• **TEXTO PROPORCIONADO**
________________
Patricio Navia
Como un borracho que, antes de decir una barbaridad, inconscientemente precede su impertinencia con un difícilmente pronunciado “con respeto”, la vocera subrogante del gobierno, Javiera Blanco, inoportunamente opinó sobre las rutinas de los humoristas en el Festival de Viña del Mar, recordando que las manifestaciones de libertad de expresión se hacen en un “marco de respeto”.
Los humoristas solo están cosechando la maleza que la propia clase política ha sembrado y, peor aún, ha permitido que crezca y que se extienda en abundancia. Son mensajeros que traen las malas noticias que el propio gobierno ha ayudado a generar con su lenta e impropia reacción a los múltiples escándalos de financiamiento de la política y de abuso de poder que han copado la agenda pública en los últimos meses.:
El comentario de Blanco complementa la frase de la ministra de Educación, Adriana Delpiano, que pidió “no generalizar” en las burlas a los escándalos que han afectado a la clase política. Los comentarios de las ministras Blanco y Delpiano se suman a otras advertencias que han emanado de las tribunas desde donde hablan los poderosos del país. Siguiendo la línea fatalista que confunde causas y síntomas, la editorial de El Mercurio de ayer dice que “el humor puede ser una advertencia sanadora, pero también desatar fuerzas que luego escapan del control de todos”.
Ante la reacción corporativa de los “poderes fácticos” —usando la frase acuñada hace dos décadas por el ahora Senador Andrés Allamand— resulta útil analizar si las burlas de los humoristas —y de la sociedad en general— a los políticos constituye una amenaza potencial a la estabilidad o representa solo una evidencia de una democracia sólida en que los ciudadanos utilizan la sátira para castigar a los políticos en momentos en que no hay elecciones.
La historia de la humanidad está llena de anécdotas que reflejan que la risa y la burla son herramientas que pueden usar los marginados y abusados contra los poderosos. En las democracias modernas, la libertad de expresión es un derecho que protege, entre otras cosas, el derecho a reírse de las autoridades. No hay evidencia de que el ejercicio de la libertad de expresión —incluso cuando se falta el respeto a las autoridades— tenga efectos negativos sobre la calidad de la democracia o la fortaleza de las instituciones.
________________
• **DATOS PRESENTADOS**

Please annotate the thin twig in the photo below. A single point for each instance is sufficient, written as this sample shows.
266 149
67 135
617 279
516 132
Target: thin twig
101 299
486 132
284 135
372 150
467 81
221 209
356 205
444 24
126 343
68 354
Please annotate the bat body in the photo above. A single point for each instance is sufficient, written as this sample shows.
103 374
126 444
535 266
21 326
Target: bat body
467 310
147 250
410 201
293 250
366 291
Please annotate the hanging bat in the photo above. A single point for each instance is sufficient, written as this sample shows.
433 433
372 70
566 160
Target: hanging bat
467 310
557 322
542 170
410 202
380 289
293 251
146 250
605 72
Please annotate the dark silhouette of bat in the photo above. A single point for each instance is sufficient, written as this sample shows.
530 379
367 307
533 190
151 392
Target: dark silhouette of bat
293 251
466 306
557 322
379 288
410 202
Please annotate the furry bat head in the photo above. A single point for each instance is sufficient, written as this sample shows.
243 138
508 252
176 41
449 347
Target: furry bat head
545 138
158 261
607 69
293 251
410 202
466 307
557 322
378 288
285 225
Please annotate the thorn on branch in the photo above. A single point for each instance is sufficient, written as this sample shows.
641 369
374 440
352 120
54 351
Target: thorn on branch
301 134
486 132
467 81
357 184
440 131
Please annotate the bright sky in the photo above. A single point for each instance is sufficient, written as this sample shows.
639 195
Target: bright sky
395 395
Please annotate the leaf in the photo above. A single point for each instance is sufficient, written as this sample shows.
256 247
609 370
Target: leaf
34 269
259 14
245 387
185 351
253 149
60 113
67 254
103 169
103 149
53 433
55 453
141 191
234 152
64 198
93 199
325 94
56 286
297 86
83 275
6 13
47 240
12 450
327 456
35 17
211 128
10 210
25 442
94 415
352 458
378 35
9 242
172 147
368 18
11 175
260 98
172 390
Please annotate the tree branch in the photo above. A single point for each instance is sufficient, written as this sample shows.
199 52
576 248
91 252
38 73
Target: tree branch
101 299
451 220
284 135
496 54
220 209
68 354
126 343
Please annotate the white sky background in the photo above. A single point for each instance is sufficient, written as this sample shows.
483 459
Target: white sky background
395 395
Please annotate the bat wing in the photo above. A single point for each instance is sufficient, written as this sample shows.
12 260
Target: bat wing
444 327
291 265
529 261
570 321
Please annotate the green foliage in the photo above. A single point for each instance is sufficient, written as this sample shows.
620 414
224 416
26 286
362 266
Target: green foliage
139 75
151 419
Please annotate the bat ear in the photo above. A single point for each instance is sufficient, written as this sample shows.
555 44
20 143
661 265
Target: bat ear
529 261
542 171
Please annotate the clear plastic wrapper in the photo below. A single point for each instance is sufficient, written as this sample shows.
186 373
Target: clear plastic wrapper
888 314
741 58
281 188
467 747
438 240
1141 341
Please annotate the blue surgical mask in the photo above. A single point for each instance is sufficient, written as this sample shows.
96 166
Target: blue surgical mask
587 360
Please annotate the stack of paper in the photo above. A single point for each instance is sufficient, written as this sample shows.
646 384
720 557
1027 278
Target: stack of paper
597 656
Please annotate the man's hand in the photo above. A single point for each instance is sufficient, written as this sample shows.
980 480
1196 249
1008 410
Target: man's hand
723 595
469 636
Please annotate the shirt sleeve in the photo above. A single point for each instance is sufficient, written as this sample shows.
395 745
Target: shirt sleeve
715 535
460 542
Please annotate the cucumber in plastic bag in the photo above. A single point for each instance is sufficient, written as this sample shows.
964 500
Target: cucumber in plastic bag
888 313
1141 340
________________
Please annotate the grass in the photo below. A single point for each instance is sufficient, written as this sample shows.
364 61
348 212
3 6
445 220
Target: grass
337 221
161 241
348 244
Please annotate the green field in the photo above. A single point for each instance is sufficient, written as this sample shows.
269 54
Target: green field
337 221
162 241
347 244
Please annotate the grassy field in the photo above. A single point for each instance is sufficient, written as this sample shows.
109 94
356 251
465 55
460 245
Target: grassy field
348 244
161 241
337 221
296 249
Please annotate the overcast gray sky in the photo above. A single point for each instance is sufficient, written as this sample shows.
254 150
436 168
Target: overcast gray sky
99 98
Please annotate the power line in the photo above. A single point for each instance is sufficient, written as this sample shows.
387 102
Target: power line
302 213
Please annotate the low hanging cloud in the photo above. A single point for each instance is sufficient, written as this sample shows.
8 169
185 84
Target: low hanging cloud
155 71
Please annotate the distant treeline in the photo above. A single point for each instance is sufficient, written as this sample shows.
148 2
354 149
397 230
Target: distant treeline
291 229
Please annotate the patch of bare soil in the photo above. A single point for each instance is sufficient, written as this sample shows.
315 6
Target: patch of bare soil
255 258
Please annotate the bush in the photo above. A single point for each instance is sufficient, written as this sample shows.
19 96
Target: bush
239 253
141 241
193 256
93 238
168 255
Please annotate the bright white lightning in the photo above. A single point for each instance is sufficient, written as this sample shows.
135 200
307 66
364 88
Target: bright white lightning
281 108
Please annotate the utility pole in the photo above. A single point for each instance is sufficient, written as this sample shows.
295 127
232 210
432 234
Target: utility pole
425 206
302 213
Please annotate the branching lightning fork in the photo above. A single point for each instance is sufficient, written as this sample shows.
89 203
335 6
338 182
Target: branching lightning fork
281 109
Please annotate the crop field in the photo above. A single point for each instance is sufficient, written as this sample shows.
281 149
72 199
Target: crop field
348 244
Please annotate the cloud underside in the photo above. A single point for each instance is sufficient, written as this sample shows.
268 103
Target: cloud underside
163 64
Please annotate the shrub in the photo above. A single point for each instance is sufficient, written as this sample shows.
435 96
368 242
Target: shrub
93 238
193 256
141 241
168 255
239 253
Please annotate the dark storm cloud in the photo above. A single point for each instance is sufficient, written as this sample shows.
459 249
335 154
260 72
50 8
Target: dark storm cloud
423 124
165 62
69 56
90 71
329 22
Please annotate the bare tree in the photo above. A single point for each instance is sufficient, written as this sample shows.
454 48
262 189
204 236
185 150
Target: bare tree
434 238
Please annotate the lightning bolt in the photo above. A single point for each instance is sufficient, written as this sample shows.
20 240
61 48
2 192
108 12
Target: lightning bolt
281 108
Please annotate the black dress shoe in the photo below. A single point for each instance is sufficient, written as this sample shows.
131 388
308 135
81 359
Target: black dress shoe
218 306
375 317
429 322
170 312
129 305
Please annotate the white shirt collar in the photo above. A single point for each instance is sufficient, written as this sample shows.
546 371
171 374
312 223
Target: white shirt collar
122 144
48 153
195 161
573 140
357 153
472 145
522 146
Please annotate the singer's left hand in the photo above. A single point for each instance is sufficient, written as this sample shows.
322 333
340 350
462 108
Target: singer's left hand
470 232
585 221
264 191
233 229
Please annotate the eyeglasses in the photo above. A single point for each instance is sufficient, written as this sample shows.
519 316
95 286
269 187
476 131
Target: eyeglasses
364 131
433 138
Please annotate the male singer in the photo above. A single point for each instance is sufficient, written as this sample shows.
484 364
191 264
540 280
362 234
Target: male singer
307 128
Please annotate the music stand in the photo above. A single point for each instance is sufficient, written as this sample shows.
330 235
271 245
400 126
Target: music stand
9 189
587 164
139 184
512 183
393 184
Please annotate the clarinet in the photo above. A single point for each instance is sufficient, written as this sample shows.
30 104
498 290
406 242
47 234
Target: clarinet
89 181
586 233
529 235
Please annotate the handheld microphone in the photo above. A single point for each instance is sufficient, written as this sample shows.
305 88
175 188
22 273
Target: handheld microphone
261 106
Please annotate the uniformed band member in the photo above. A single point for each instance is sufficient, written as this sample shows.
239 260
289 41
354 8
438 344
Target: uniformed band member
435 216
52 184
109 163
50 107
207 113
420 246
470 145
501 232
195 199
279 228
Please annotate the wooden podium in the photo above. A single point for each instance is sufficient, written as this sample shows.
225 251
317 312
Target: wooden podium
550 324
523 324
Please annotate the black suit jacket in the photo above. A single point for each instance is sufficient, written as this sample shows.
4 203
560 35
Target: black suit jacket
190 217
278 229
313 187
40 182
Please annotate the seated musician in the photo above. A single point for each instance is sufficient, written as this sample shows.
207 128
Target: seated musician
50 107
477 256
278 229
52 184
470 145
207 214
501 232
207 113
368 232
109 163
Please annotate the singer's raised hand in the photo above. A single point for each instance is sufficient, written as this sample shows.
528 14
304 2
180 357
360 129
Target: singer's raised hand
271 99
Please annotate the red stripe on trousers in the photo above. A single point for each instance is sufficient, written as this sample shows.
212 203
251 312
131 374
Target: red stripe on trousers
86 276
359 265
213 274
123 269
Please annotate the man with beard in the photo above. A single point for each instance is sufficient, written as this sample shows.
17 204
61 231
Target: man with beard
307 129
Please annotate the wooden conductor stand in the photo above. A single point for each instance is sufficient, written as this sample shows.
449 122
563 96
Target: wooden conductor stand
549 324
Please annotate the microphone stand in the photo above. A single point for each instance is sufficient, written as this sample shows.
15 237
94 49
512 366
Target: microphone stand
________________
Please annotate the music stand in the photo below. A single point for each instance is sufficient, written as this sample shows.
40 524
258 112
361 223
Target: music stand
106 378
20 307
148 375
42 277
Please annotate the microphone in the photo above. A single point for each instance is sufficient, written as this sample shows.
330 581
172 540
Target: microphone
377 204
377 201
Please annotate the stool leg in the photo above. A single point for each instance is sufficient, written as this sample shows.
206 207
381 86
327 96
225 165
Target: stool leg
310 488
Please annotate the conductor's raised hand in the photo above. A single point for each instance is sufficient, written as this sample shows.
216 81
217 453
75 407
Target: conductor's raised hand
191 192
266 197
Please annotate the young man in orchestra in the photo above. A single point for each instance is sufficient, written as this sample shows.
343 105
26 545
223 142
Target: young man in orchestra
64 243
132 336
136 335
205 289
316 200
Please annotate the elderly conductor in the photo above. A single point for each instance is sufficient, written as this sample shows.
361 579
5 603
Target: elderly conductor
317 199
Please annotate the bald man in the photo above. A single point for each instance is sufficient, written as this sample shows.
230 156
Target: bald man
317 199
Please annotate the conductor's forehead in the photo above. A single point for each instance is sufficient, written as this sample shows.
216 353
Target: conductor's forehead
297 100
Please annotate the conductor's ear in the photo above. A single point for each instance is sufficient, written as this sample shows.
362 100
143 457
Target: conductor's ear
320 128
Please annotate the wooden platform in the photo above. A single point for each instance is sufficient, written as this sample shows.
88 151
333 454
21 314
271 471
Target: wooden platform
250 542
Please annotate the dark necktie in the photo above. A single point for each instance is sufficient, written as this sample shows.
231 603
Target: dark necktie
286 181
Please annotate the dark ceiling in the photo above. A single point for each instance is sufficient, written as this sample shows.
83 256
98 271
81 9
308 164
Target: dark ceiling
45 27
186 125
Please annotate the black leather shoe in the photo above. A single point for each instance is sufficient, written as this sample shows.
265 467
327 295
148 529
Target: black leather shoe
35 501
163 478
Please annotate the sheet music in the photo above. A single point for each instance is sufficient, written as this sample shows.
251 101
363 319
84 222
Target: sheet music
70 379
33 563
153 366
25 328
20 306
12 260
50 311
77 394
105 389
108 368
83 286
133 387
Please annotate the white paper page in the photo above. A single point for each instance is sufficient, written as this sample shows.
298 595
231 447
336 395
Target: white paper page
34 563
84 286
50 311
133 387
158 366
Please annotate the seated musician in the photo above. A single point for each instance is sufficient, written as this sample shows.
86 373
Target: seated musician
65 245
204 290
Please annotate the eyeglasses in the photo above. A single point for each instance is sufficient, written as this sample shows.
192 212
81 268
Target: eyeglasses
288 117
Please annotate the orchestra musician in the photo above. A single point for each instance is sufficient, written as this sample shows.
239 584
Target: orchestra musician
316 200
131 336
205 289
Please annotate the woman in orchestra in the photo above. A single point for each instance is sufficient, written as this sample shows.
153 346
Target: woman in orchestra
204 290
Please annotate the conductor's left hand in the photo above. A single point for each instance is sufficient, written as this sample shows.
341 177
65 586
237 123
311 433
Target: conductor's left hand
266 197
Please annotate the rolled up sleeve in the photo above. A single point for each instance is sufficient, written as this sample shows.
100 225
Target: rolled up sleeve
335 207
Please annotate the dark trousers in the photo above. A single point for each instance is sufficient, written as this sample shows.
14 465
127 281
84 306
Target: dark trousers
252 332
________________
• **REQUISITOS DEL EJERCICIO**
1. Indica si cada afirmación concuerda con el texto proporcionado y respalda tu respuesta con las palabras decisivas del texto, citadas literalmente: (a) Javiera Blanco ocupaba el cargo de vocera subrogante del gobierno. (b) Adriana Delpiano era ministra de Salud. (c) La expresión "poderes fácticos" fue acuñada hace dos décadas por Andrés Allamand.
2. Devuelve, tal como aparece en el texto proporcionado, el fragmento que va desde "Ante la reacción" hasta "no hay elecciones.", ambos incluidos.
Los ítems constituyen un material independiente del texto proporcionado.

• **SOLUCIONES POR TAREA**
1.
(a) Sí: «la vocera subrogante del gobierno, Javiera Blanco».
(b) No: «la ministra de Educación, Adriana Delpiano».
(c) Sí: «usando la frase acuñada hace dos décadas por el ahora Senador Andrés Allamand».

2.
Ante la reacción corporativa de los “poderes fácticos” —usando la frase acuñada hace dos décadas por el ahora Senador Andrés Allamand— resulta útil analizar si las burlas de los humoristas —y de la sociedad en general— a los políticos constituye una amenaza potencial a la estabilidad o representa solo una evidencia de una democracia sólida en que los ciudadanos utilizan la sátira para castigar a los políticos en momentos en que no hay elecciones.